*** DATASET RECORDS Section Begins ***

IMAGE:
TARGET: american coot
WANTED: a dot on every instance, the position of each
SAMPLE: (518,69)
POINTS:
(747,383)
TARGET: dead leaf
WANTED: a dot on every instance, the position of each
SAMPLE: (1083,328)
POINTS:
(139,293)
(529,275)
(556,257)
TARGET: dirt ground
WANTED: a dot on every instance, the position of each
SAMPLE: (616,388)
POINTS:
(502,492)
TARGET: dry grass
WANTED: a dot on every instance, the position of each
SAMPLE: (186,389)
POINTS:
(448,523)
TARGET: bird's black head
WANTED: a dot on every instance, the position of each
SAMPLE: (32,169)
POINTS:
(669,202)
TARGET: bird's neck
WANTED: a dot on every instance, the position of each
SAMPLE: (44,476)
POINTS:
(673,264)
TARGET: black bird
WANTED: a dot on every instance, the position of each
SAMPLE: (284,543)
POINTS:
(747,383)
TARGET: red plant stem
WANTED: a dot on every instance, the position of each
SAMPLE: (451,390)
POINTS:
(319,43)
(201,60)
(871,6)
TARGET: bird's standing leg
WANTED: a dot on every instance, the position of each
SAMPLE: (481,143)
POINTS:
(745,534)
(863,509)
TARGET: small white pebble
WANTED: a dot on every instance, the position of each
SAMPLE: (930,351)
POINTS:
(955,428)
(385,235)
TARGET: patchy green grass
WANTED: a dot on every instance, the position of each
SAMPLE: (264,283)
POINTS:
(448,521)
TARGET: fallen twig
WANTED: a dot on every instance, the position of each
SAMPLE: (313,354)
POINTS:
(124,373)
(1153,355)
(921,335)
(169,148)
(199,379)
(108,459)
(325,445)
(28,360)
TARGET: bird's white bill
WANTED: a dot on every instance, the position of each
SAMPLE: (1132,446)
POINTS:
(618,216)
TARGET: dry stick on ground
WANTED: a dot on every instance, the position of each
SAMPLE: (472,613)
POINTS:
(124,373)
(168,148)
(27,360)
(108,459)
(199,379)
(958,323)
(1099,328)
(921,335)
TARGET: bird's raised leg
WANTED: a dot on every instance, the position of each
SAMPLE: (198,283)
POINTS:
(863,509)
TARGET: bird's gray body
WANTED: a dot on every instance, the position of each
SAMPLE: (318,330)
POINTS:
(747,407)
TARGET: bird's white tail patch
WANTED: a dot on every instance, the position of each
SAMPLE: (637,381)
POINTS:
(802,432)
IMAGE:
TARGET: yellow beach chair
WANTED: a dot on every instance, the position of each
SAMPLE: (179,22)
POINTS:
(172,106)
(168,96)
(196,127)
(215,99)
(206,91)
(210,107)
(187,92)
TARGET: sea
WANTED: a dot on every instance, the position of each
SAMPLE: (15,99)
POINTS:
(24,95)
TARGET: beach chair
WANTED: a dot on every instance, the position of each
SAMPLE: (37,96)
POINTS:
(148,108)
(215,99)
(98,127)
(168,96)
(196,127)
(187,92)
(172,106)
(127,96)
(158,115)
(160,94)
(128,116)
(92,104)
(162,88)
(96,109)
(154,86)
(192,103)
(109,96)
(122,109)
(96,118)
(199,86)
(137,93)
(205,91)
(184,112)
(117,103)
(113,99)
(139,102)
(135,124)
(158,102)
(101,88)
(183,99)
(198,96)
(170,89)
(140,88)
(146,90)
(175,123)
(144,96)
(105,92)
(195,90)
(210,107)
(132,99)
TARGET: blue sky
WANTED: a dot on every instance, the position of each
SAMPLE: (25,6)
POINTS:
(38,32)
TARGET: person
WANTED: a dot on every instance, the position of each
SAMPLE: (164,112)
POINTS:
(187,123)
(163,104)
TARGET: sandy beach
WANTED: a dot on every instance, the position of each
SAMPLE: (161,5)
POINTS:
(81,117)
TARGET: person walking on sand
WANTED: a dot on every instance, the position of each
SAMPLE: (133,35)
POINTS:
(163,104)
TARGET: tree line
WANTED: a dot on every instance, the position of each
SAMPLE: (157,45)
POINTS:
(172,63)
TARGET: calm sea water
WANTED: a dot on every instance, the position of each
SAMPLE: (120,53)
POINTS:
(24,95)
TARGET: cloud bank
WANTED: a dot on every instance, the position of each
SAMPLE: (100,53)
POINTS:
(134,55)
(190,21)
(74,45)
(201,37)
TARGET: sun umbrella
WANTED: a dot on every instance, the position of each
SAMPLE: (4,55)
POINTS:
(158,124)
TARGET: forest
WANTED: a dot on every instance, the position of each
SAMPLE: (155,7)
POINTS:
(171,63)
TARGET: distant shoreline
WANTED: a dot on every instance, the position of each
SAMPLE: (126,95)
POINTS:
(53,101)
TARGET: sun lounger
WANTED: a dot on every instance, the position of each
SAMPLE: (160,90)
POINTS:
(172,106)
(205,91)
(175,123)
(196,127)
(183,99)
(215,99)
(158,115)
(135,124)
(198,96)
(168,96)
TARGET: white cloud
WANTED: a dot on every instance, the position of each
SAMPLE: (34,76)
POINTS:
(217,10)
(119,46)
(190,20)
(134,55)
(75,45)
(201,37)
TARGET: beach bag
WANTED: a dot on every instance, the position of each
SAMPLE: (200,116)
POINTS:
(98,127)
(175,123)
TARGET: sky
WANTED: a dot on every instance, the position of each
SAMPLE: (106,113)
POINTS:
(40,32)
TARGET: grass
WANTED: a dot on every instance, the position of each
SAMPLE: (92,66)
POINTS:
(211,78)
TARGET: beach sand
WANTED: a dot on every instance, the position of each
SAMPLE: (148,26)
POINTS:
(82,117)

*** DATASET RECORDS Section Ends ***

◆ **EXERCISE**
The complete listing, transcribed exactly, is the expected answer.

◆ **RESPONSE TO THE EXERCISE**
IMAGE:
TARGET: american coot
WANTED: a dot on every instance, the position of each
SAMPLE: (518,69)
POINTS:
(747,383)
TARGET: dead leaf
WANTED: a dot on every instance, the position of each
SAMPLE: (1083,328)
POINTS:
(139,293)
(529,275)
(556,257)
TARGET: dirt ground
WANTED: a dot on every instance, the position of each
SAMPLE: (616,388)
POINTS:
(502,492)
TARGET: dry grass
WANTED: a dot on every instance, the position of each
SAMPLE: (186,389)
POINTS:
(448,523)
TARGET: bird's black head
WANTED: a dot on every instance, the position of each
SAMPLE: (32,169)
POINTS:
(669,202)
TARGET: bird's neck
WANTED: a dot on every instance, the position of each
SAMPLE: (44,476)
POINTS:
(673,264)
TARGET: black bird
WANTED: a dot on every instance, the position of each
SAMPLE: (284,543)
POINTS:
(747,383)
TARGET: red plant stem
WANTED: a dot on every instance, the position of each
SAMPLE: (451,390)
POINTS:
(319,43)
(201,60)
(871,6)
TARGET: bird's standing leg
WANTED: a dot on every instance, the position of each
SAMPLE: (481,143)
POINTS:
(745,534)
(863,509)
TARGET: small white pebble
WANTED: a dot on every instance, the position of each
SAMPLE: (930,351)
POINTS:
(955,428)
(385,235)
TARGET: patchy green grass
WANTED: a dot on every instance, the position of each
SAMPLE: (264,283)
POINTS:
(448,521)
TARGET: fallen twig
WANTED: a dot on every instance, the position of each
SAMPLE: (313,354)
POINTS:
(124,373)
(1153,355)
(921,335)
(169,148)
(199,379)
(108,459)
(325,445)
(28,360)
TARGET: bird's white bill
WANTED: a dot on every instance, the position of each
SAMPLE: (1132,446)
POINTS:
(618,216)
TARGET: dry stick on ground
WANTED: a dot on every instance, the position of each
SAMPLE: (472,613)
POINTS:
(124,373)
(168,148)
(27,360)
(108,459)
(199,379)
(958,323)
(1099,328)
(921,335)
TARGET: bird's raised leg
WANTED: a dot on every instance, the position of each
SAMPLE: (198,283)
POINTS:
(863,509)
TARGET: bird's gray body
WANTED: a dot on every instance, the position of each
SAMPLE: (318,330)
POINTS:
(747,407)
TARGET: bird's white tail patch
WANTED: a dot on every instance, the position of each
SAMPLE: (637,381)
POINTS:
(802,432)
IMAGE:
TARGET: yellow beach chair
WANTED: a dot on every instance, the position of each
SAMPLE: (179,22)
POINTS:
(172,106)
(168,96)
(196,127)
(215,99)
(206,91)
(210,107)
(187,92)
TARGET: sea
WANTED: a dot on every instance, the position of each
SAMPLE: (15,99)
POINTS:
(24,95)
TARGET: beach chair
WANTED: a dot on every instance, the position of each
SAMPLE: (37,96)
POINTS:
(148,108)
(215,99)
(98,127)
(168,96)
(196,127)
(187,92)
(172,106)
(127,96)
(158,115)
(160,94)
(128,116)
(92,104)
(162,88)
(96,109)
(154,86)
(192,103)
(109,96)
(122,109)
(96,118)
(199,86)
(137,93)
(205,91)
(184,112)
(117,103)
(113,99)
(139,102)
(135,124)
(158,102)
(101,88)
(183,99)
(198,96)
(170,89)
(140,88)
(146,90)
(175,123)
(144,96)
(105,92)
(195,90)
(210,107)
(132,99)
TARGET: blue sky
WANTED: a dot on every instance, the position of each
SAMPLE: (25,6)
POINTS:
(38,32)
TARGET: person
WANTED: a dot on every instance, the position of each
SAMPLE: (164,112)
POINTS:
(187,123)
(163,104)
TARGET: sandy beach
WANTED: a dot on every instance, the position of each
SAMPLE: (161,5)
POINTS:
(81,117)
TARGET: person walking on sand
WANTED: a dot on every instance, the position of each
SAMPLE: (133,35)
POINTS:
(163,104)
TARGET: tree line
WANTED: a dot on every instance, the position of each
SAMPLE: (157,45)
POINTS:
(172,63)
TARGET: calm sea water
WANTED: a dot on every instance, the position of each
SAMPLE: (120,53)
POINTS:
(24,95)
TARGET: cloud bank
WANTED: a dot on every instance, the position of each
SAMPLE: (100,53)
POINTS:
(134,55)
(190,21)
(74,45)
(201,37)
TARGET: sun umbrella
WANTED: a dot on every instance, the position of each
SAMPLE: (4,55)
POINTS:
(158,124)
TARGET: forest
WANTED: a dot on every instance, the position of each
SAMPLE: (155,7)
POINTS:
(171,63)
TARGET: distant shoreline
WANTED: a dot on every instance, the position of each
SAMPLE: (126,95)
POINTS:
(53,101)
TARGET: sun lounger
WANTED: a dot on every instance, the position of each
SAMPLE: (160,90)
POINTS:
(172,106)
(205,91)
(175,123)
(196,127)
(183,99)
(215,99)
(158,115)
(135,124)
(198,96)
(168,96)
TARGET: white cloud
WANTED: a dot on every instance, the position of each
SAMPLE: (34,76)
POINTS:
(217,10)
(119,46)
(190,20)
(134,55)
(75,45)
(201,37)
TARGET: beach bag
WANTED: a dot on every instance, the position of each
SAMPLE: (200,116)
POINTS:
(98,127)
(175,123)
TARGET: sky
WANTED: a dot on every instance, the position of each
SAMPLE: (106,113)
POINTS:
(40,32)
TARGET: grass
WANTED: a dot on every instance, the position of each
SAMPLE: (92,66)
POINTS:
(211,78)
TARGET: beach sand
WANTED: a dot on every instance, the position of each
SAMPLE: (148,26)
POINTS:
(82,117)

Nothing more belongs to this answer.